-- BRIEF --
Quote each record exactly, please, leaving none out.

───── INFORMATION PROVIDED

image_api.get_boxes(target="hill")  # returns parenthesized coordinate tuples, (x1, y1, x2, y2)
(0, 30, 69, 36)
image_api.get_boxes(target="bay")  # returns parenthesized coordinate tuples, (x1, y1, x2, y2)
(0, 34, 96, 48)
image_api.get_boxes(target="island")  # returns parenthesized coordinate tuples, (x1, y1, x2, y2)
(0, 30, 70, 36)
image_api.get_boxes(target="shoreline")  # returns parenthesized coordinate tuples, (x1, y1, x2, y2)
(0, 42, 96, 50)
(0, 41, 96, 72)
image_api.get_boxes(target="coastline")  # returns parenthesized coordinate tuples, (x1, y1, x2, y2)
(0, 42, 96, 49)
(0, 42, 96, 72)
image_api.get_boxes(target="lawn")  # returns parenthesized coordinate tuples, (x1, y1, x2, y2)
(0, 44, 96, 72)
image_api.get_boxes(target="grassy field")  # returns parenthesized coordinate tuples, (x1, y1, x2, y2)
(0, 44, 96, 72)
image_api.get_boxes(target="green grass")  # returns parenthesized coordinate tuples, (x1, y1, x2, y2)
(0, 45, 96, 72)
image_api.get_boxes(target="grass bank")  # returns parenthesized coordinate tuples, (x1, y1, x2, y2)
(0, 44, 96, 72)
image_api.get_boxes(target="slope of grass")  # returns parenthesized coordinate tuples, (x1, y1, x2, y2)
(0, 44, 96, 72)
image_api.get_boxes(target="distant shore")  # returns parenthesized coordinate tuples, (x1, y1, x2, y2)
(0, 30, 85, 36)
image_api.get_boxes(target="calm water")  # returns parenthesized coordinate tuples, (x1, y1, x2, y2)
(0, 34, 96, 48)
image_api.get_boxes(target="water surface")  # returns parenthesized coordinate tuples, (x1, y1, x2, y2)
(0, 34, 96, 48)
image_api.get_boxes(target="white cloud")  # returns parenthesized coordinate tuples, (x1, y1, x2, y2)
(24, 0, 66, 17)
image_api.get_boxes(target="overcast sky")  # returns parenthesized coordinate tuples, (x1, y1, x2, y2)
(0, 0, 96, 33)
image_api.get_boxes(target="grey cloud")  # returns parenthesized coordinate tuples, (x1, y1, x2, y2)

──────────

-- FINAL ANSWER --
image_api.get_boxes(target="hill")  # returns parenthesized coordinate tuples, (x1, y1, x2, y2)
(0, 30, 69, 36)
image_api.get_boxes(target="bay")  # returns parenthesized coordinate tuples, (x1, y1, x2, y2)
(0, 34, 96, 48)
image_api.get_boxes(target="island")  # returns parenthesized coordinate tuples, (x1, y1, x2, y2)
(0, 30, 70, 36)
image_api.get_boxes(target="shoreline")  # returns parenthesized coordinate tuples, (x1, y1, x2, y2)
(0, 42, 96, 50)
(0, 41, 96, 72)
image_api.get_boxes(target="coastline")  # returns parenthesized coordinate tuples, (x1, y1, x2, y2)
(0, 42, 96, 49)
(0, 42, 96, 72)
image_api.get_boxes(target="lawn")  # returns parenthesized coordinate tuples, (x1, y1, x2, y2)
(0, 44, 96, 72)
image_api.get_boxes(target="grassy field")  # returns parenthesized coordinate tuples, (x1, y1, x2, y2)
(0, 44, 96, 72)
image_api.get_boxes(target="green grass")  # returns parenthesized coordinate tuples, (x1, y1, x2, y2)
(0, 45, 96, 72)
image_api.get_boxes(target="grass bank")  # returns parenthesized coordinate tuples, (x1, y1, x2, y2)
(0, 44, 96, 72)
image_api.get_boxes(target="slope of grass")  # returns parenthesized coordinate tuples, (x1, y1, x2, y2)
(0, 44, 96, 72)
image_api.get_boxes(target="distant shore")  # returns parenthesized coordinate tuples, (x1, y1, x2, y2)
(0, 30, 85, 36)
image_api.get_boxes(target="calm water")  # returns parenthesized coordinate tuples, (x1, y1, x2, y2)
(0, 34, 96, 48)
image_api.get_boxes(target="water surface")  # returns parenthesized coordinate tuples, (x1, y1, x2, y2)
(0, 34, 96, 48)
image_api.get_boxes(target="white cloud")  # returns parenthesized coordinate tuples, (x1, y1, x2, y2)
(24, 0, 66, 17)
image_api.get_boxes(target="overcast sky")  # returns parenthesized coordinate tuples, (x1, y1, x2, y2)
(0, 0, 96, 33)
image_api.get_boxes(target="grey cloud")  # returns parenthesized coordinate tuples, (x1, y1, x2, y2)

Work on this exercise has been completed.